Top of Material for the task

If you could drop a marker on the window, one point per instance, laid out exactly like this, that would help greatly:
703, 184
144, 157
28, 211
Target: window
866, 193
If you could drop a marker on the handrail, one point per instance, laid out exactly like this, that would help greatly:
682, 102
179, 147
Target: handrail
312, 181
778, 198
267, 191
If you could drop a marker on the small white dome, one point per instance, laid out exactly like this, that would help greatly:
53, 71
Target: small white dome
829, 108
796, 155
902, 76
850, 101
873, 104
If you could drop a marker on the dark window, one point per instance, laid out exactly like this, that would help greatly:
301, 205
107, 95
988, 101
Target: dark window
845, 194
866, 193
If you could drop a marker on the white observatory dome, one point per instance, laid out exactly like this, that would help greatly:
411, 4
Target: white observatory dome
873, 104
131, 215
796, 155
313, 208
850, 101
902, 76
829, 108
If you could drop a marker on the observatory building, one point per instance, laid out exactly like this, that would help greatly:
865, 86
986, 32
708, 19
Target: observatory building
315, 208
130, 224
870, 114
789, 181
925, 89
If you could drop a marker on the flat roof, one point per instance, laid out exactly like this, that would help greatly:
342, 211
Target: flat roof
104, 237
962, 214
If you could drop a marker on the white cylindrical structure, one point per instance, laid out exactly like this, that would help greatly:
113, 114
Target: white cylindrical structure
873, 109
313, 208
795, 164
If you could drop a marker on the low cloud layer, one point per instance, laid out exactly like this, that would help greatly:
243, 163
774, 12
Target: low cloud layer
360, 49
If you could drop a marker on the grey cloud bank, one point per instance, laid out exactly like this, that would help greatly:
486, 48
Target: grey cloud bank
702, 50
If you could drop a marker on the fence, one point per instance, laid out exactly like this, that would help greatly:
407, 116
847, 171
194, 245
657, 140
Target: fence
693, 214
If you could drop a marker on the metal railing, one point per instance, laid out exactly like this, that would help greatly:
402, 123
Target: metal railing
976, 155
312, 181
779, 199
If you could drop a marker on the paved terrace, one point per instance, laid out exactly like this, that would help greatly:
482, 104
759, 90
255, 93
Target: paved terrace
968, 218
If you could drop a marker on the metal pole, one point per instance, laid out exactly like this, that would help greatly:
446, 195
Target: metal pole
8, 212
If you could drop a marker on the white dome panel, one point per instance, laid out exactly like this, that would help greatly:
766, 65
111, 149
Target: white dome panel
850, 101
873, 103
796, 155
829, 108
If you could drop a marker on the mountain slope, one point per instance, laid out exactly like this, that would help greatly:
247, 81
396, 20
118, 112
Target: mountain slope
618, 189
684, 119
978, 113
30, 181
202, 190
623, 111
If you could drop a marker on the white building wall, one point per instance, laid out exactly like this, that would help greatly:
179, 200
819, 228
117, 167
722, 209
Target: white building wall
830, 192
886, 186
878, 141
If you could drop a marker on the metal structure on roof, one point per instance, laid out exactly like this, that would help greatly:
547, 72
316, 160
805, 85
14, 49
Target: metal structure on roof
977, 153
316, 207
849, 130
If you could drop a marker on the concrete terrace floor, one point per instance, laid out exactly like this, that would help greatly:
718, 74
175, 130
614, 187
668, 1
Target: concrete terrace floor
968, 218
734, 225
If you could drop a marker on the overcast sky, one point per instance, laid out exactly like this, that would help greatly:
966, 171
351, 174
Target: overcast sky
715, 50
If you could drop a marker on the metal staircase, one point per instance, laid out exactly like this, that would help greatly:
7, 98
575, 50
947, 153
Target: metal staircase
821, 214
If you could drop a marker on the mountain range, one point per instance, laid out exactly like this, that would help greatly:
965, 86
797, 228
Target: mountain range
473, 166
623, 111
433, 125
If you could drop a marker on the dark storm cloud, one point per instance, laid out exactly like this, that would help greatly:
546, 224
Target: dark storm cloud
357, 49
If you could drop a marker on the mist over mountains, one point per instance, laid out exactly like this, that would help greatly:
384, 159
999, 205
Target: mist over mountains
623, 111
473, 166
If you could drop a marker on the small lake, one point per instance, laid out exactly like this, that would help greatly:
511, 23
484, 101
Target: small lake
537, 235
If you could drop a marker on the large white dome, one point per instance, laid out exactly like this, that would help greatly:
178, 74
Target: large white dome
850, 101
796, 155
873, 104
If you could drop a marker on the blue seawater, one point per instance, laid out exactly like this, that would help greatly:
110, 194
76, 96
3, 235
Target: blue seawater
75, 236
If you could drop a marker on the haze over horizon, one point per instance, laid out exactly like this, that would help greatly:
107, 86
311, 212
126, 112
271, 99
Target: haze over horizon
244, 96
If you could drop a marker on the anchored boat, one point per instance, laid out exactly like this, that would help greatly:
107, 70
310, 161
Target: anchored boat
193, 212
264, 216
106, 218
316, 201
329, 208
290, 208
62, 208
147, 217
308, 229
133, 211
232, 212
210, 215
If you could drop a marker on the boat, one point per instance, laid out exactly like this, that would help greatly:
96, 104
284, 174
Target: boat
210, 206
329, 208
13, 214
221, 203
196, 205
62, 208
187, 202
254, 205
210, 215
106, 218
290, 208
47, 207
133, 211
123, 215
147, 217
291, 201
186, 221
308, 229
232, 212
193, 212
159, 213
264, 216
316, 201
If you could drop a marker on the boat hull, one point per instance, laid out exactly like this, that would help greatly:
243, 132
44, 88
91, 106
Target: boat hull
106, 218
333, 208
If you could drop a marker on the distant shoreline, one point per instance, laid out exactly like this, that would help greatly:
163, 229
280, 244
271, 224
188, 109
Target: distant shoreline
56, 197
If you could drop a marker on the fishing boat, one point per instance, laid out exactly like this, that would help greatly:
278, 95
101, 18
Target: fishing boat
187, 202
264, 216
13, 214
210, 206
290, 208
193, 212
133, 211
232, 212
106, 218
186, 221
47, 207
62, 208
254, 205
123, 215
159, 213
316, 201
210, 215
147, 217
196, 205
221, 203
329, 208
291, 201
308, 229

Bottom of Material for the task

■ Activity ■
Repeat each line of the data above, exactly as it appears, from the first through the line that contains "If you could drop a marker on the white observatory".

■ Response box ■
If you could drop a marker on the window, one point per instance, laid out exactly like this, that would help greatly:
703, 184
144, 157
28, 211
Target: window
866, 193
If you could drop a marker on the handrail, one point per instance, laid out exactly like this, that would help greatly:
682, 102
179, 147
Target: handrail
312, 181
778, 198
267, 191
If you could drop a marker on the small white dome, one point per instance, laid out exactly like this, that would help greatly:
53, 71
Target: small white dome
829, 108
796, 155
902, 76
850, 101
873, 104
If you could drop a marker on the dark window, one point per instance, laid out exactly like this, that would help greatly:
301, 205
107, 95
988, 101
Target: dark window
845, 194
866, 193
If you could drop a marker on the white observatory dome, one point per instance, laid out exactly like this, that would help greatly:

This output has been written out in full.